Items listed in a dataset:
════
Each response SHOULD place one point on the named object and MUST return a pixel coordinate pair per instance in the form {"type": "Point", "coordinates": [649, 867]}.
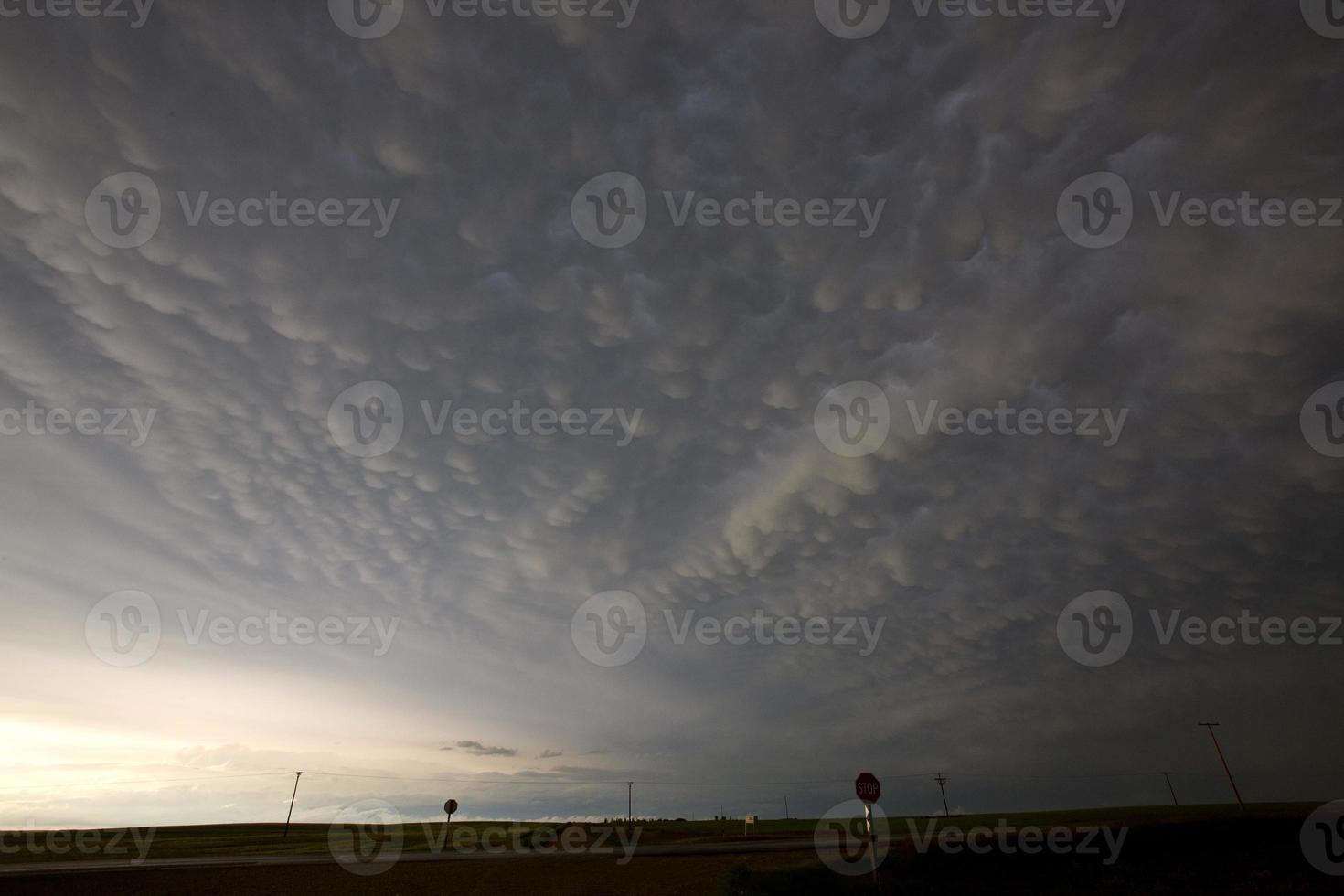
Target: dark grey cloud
{"type": "Point", "coordinates": [725, 501]}
{"type": "Point", "coordinates": [477, 749]}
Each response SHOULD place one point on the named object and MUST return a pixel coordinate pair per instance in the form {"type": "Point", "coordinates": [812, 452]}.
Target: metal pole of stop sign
════
Your goal:
Where a line of the records has the string "MUST", copy that line.

Response for this exercise:
Each response SHOULD place one point on the named object and MUST return a pixel coordinate pair per instance in the form {"type": "Point", "coordinates": [649, 867]}.
Each response SHOULD place one point on the named object and MUST return a pixel coordinate pair per instance in the form {"type": "Point", "coordinates": [812, 452]}.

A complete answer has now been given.